Reproduce the passage about designing the first Have I Been Pwned logo verbatim, in full.

**Passage given:**
[Begin]

Source: www.troyhunt.com – Author: Troy Hunt
Designing the first logo for Have I Been Pwned was easy: I took a SQL injection pattern, wrote “have i been pwned?” after it and then, just to give it a touch of class, put a rectangle with rounded corners around it:

Job done! I mean really, what more did I need for a pet project with a stupid name that would likely only add to the litany of failed nerdy ideas I’d had before that? And then, to compress 11 and a bit years into a single sentence: it immediately became unexpectedly popular, I added an API and a notification service, I said “pwned” before US Congress, I added Pwned Passwords, went through a failed M&A, hired a developer and basically, devoted my life to running this service. There’s been some “water under the bridge”, so to speak.

[End]

**Entries shown:**
[Begin]

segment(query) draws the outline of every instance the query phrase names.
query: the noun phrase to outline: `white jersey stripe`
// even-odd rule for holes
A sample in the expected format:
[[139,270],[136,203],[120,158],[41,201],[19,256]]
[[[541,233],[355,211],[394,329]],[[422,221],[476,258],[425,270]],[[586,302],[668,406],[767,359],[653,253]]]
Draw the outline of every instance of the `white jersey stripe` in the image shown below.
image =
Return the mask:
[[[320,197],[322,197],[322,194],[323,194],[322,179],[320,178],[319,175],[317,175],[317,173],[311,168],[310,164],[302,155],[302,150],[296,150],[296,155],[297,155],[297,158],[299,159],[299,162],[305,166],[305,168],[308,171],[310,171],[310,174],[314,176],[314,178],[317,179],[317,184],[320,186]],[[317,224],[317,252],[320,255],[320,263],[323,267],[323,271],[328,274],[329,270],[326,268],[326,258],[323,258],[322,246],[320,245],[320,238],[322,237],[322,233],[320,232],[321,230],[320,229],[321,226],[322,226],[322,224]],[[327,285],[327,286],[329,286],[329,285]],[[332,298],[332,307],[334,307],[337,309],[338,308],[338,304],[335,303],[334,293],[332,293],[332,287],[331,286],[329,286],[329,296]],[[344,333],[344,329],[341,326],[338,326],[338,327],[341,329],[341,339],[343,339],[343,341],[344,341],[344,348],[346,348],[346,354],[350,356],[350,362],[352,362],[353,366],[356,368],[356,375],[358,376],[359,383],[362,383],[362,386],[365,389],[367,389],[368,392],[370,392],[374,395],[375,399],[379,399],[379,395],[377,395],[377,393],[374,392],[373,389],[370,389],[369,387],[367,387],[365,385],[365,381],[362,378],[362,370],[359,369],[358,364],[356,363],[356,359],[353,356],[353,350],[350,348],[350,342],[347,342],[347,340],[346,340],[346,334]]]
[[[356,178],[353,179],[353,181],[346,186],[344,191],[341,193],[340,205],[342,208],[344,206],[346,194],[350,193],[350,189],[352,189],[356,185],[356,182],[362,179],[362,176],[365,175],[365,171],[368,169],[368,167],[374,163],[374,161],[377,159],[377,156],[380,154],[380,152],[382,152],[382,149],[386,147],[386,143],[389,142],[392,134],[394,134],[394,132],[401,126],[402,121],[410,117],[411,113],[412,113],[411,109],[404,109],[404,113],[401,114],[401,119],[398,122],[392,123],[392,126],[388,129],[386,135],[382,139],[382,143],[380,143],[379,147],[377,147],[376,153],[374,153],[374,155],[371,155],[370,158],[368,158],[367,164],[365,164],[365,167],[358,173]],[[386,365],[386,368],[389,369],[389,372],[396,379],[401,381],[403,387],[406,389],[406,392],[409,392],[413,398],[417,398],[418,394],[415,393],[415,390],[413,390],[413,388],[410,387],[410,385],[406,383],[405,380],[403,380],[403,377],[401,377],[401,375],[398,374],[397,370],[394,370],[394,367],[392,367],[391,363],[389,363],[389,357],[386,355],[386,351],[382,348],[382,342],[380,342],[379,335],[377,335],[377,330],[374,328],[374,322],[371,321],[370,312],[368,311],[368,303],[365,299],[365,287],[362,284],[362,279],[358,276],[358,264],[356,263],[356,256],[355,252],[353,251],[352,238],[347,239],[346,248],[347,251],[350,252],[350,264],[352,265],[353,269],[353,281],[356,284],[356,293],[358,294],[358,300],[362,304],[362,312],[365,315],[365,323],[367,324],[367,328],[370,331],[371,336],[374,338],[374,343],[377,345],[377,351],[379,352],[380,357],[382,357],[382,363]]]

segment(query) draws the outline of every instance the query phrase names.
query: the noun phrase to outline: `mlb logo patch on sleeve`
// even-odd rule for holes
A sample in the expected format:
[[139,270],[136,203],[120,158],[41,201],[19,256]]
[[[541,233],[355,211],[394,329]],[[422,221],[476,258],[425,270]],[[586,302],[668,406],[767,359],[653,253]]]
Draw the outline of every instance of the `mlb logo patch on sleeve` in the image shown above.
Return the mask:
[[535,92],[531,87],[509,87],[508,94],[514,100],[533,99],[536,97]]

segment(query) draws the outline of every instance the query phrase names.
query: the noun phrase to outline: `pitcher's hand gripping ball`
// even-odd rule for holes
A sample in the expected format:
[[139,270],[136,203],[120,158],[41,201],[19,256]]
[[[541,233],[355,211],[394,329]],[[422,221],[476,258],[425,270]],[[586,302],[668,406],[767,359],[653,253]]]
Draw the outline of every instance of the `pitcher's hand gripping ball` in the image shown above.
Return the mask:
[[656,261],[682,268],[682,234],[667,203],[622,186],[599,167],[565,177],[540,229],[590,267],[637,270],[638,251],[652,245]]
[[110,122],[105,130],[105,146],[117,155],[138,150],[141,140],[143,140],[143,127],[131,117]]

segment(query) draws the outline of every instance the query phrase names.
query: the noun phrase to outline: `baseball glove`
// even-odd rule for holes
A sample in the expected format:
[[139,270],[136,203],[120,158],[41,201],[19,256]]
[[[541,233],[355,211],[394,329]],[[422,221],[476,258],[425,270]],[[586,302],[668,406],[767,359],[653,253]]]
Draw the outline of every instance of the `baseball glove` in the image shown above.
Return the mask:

[End]

**Final result:**
Source: www.troyhunt.com – Author: Troy Hunt
Designing the first logo for Have I Been Pwned was easy: I took a SQL injection pattern, wrote “have i been pwned?” after it and then, just to give it a touch of class, put a rectangle with rounded corners around it:

Job done! I mean really, what more did I need for a pet project with a stupid name that would likely only add to the litany of failed nerdy ideas I’d had before that? And then, to compress 11 and a bit years into a single sentence: it immediately became unexpectedly popular, I added an API and a notification service, I said “pwned” before US Congress, I added Pwned Passwords, went through a failed M&A, hired a developer and basically, devoted my life to running this service. There’s been some “water under the bridge”, so to speak.